# TASK OBJECTIVE
Provide again, from the entries below, every line from the one containing "Target: plastic bag of cottage cheese" through the one containing "Target: jar with gold lid", exactly as written, and no other line.

# THE DATA
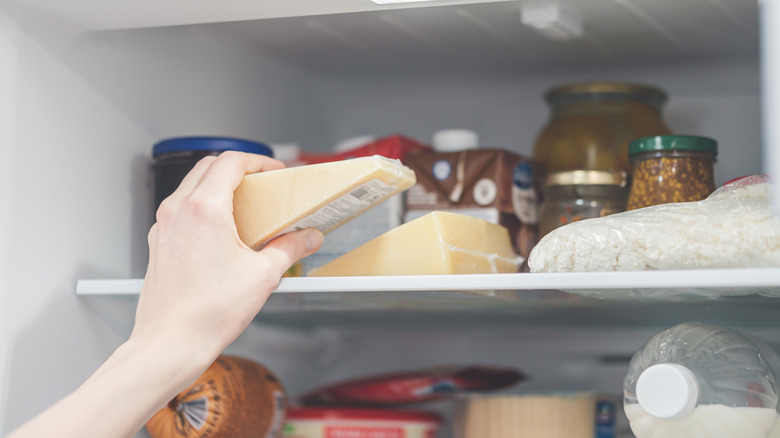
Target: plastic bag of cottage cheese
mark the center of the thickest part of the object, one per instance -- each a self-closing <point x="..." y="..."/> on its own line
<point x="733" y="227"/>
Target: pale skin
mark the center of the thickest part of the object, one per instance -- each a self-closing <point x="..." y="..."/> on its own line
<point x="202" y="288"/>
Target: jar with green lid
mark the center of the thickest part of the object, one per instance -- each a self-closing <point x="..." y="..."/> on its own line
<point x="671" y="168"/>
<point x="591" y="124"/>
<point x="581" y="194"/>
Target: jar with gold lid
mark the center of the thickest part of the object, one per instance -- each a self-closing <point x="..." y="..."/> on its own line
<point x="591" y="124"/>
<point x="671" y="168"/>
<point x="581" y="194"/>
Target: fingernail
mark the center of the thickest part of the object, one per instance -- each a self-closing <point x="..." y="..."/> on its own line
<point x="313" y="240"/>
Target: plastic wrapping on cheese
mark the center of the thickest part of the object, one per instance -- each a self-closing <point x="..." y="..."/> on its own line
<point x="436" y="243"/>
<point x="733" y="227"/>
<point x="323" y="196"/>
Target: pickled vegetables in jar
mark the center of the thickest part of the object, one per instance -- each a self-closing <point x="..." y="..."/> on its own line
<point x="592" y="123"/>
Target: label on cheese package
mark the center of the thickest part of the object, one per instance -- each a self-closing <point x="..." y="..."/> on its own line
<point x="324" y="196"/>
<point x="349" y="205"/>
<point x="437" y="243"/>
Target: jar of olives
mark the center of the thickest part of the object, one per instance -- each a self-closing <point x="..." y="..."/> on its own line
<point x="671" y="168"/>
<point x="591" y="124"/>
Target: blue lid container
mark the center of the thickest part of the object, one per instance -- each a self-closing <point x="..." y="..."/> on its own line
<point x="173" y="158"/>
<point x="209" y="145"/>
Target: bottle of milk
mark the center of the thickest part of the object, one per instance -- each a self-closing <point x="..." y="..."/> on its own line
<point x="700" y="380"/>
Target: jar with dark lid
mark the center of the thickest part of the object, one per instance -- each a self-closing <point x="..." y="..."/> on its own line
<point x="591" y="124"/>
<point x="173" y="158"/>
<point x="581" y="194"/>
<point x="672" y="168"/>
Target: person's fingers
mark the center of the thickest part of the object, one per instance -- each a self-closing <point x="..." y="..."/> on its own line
...
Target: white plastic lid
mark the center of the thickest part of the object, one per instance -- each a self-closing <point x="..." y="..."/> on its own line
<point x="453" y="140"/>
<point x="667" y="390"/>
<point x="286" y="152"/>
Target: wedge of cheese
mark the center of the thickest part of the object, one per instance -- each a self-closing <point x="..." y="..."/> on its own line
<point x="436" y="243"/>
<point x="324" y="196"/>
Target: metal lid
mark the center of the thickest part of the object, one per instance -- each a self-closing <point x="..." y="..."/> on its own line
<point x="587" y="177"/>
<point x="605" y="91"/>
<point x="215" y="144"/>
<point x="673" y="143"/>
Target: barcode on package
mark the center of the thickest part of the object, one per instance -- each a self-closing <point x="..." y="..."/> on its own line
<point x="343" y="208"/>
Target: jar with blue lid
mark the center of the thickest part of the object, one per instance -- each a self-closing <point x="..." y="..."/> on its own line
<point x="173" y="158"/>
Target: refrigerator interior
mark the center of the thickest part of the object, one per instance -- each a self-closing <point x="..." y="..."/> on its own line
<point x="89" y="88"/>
--
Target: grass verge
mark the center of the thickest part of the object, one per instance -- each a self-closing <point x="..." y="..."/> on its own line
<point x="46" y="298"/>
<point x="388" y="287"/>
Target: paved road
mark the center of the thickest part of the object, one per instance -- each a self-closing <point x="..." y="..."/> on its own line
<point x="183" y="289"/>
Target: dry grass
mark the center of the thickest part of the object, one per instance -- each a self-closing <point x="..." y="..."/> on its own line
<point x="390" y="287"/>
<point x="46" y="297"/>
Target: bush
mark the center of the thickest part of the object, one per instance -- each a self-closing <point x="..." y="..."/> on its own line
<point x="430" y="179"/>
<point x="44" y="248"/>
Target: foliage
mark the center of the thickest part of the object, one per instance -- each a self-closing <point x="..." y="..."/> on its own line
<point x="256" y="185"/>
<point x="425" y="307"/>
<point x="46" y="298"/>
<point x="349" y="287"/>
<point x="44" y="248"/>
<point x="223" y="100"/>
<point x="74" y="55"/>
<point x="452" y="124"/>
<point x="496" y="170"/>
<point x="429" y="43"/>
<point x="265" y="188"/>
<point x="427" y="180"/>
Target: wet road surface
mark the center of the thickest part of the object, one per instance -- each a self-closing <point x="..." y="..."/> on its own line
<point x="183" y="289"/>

# YOUR SOLUTION
Target: plastic bag of cottage cheese
mark the center of the thickest part of the object, one per instance -- each a self-closing <point x="..." y="..."/> on its own line
<point x="733" y="227"/>
Target: pale skin
mark the center of the thickest part of the object, one per instance -- each a self-closing <point x="..." y="..."/> on its own line
<point x="202" y="288"/>
Target: jar with green lid
mark the center of the thickest part of the object, one per instance -- each a self-closing <point x="..." y="..."/> on its own line
<point x="671" y="168"/>
<point x="591" y="124"/>
<point x="581" y="194"/>
Target: jar with gold lid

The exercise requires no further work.